▶ OPDRACHT A: Welke groepen geneesmiddelen met een nauwe therapeutische zone noemt de tekst over medicatieongevallen als voorbeeld? Geef ze allemaal.
▶ OPDRACHT B: Zet de alinea die begint met "Antibiotica siropen kan men" uit de tekst over medicatieongevallen om in een korte opsomming met dezelfde hoofdfeiten.
▶ OPDRACHT C: Schrijf de tekst over medicatieongevallen verder, aansluitend op het laatste punt van de opsomming.

▶ TE BESTUDEREN TEKST:
De potentieel meest gevaarlijke ongevallen doen zich voor bij intraveneuze injectie van producten bestemd voor oraal gebruik (patiënten met gastrostomie die ook een intraveneuze lijn hebben) of producten voor intramusculair gebruik.

Vervallen medicatie

Blootstelling na de vervaldatum van een product komt in 2 tot 3 % van de gevallen voor bij volwassenen en kinderen. Inname van producten na de vervaldatum verontrust heel wat mensen maar stelt eigenlijk nooit een probleem.

Een geneesmiddel dat vervallen is heeft een actief bestanddeel dat niet meer stabiel is of waarvan de vorm (zetpil, tablet, crème) niet meer stabiel is. De stabiliteit wordt bepaald door de manier waarop een geneesmiddel bewaard wordt. Dit betekent echter niet dat de kwaliteit van een geneesmiddel noodzakelijk slecht of is na deze datum. Men mag aannemen dat de meeste geneesmiddelen onder vaste vorm (b.v. comprimés of capsules) 70 % tot 80 % van hun werking behouden gedurende tenminste 1 à 2 jaar na de vervaldatum, op voorwaarde dat zij in adequate omstandigheden bewaard werden.

Antibiotica siropen kan men gewoonlijk een 15-tal dagen gebruiken mits correcte bewaring. Vloeibare bereidingen die geen antibiotica zijn, kunnen na opening 6 maanden bewaard worden op kamertemperatuur als ze een bewaarmiddel bevatten. Preparaten voor oftalmologisch gebruik mogen, eens geopend, niet langer dan één maand gebruikt worden gezien het gevaar voor microbiële contaminatie.

Onafhankelijk van de farmaceutische vorm (comprimé, vloeibare vorm, enz.) moet men er mee rekening houden dat voor geneesmiddelen met een nauwe therapeutische zone (b.v. anti-epileptica, hartglycosiden, thyroidhormonen, immunosuppressiva) elk verlies van doeltreffendheid gevaarlijk kan zijn.

Besluit 

Analyse van onze gegevens geeft een goed overzicht van de risicofactoren en risico-omstandigheden voor therapeutische vergissingen:

  • Stresssituaties: spoedgevallen, reanimatie, ernstig zieke kinderen (astma aanval, stuipen).
  • Nacht, donker, weinig licht, slaperige toestand.
  • Visusstoornissen, bril niet opgezet.
  • Geheugenstoornissen.
  • Medicamenten met een nauwe therapeutische marge.
  • Eén medicament dat bestaat in verschillende vormen (comprimé, druppels, siroop, suppositoria) en verschillende concentraties (zuigeling, kind, volwassene).

▶ INHOUD DATASET:

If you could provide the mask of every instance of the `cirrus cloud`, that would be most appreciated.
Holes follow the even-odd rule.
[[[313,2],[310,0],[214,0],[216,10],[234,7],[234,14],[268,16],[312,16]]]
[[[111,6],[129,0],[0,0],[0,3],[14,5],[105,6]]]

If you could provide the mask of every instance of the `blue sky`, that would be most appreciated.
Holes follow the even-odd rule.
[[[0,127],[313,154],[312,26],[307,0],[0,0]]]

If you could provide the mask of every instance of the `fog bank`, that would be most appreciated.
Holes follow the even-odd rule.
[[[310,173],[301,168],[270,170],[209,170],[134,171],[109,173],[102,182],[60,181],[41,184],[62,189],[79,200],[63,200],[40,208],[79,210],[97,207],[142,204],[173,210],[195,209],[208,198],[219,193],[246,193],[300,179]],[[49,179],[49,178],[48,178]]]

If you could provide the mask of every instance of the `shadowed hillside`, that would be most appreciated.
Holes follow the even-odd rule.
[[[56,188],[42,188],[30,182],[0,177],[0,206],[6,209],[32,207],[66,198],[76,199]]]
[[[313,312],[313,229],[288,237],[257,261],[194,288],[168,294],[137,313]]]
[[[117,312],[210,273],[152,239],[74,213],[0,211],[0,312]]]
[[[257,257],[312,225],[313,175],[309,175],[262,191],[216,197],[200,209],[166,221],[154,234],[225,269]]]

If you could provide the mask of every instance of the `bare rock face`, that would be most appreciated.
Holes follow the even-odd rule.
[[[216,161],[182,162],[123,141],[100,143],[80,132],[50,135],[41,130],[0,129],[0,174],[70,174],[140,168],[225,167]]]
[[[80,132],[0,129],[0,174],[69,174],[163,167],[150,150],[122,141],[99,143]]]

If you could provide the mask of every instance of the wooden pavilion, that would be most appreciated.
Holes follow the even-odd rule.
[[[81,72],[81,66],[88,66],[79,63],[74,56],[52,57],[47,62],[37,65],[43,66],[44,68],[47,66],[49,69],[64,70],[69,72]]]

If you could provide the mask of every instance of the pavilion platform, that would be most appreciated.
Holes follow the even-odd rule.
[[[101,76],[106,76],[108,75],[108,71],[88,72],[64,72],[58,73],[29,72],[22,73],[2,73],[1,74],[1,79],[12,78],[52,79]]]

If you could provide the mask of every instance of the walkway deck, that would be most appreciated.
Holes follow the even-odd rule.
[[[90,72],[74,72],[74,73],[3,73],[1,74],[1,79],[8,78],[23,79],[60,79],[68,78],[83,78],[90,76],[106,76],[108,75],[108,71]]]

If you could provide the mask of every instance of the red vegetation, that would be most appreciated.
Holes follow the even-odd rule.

▶ ANTWOORD A:
- anti-epileptica
- hartglycosiden
- thyroidhormonen
- immunosuppressiva

▶ ANTWOORD B:
- Antibiotica siropen: meestal ongeveer 15 dagen bruikbaar, mits correct bewaard.
- Andere vloeibare bereidingen met bewaarmiddel: na opening 6 maanden houdbaar op kamertemperatuur.
- Oogpreparaten: na opening hoogstens één maand bruikbaar, vanwege het gevaar voor microbiële contaminatie.

▶ ANTWOORD C:
  • Kind met een chronische ziekte: astma, epilepsie, ADHD.
  • Gebrek aan communicatie tussen ouders: toedienen van een dubbele dosis medicatie aan kind.
  • Onervarenheid in de verzorging van kinderen, huilende baby’s.
  • Complexe instructies: b.v. dosis afmeten met een doseerpipet met verschillende ijkeenheden (leeftijd, kilogram, milliliter). 

Daarom kunnen we volgende tips geven ter preventie van therapeutische vergissingen: 

  • Gescheiden bewaring verzorgingsproducten, cosmetica en geneesmiddelen.
  • Medicatie in siroopvorm: toedienen met doseerlepel of maatje, niet direct van de fles drinken!
  • Leesbaar voorschrift.
  • Geschreven instructies voor de patiënt, documentje meegeven als geheugensteun, zeker voor ongebruikelijke doseringen.
  • Kijk altijd de naam van de ampul na voor toediening.
  • Schakel thuisverpleegkundige in voor het toedienen van medicatie.
  • Schrijf aan bejaarden en aan patiënten met een oogaandoening waarvoor hij druppels moet gebruiken geen geneesmiddelen voor in druppelvorm (i.c. Valtran®, Contramal®).

Referenties 

  • Green S, Goodwin H, Moss J. Problems in general practice. Medication errors. Manchester: The Medical Defence Union; 1996.
  • Gebruik van geneesmiddelen na de vervaldatum. Folia Pharmacotherapeutica. 1997; 24(4): 29-30.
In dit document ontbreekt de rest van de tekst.